(Stored data entries)
........
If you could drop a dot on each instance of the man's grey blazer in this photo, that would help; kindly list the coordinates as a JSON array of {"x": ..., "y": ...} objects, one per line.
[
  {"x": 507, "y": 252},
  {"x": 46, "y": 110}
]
........
Work request: Repeat back all entries verbatim.

Answer to this exercise:
If you could drop a dot on each instance of the man's grey blazer in this photo, that would help; kindly list the coordinates as a JSON array of {"x": ..., "y": ...} objects, one per line.
[
  {"x": 507, "y": 252},
  {"x": 46, "y": 110}
]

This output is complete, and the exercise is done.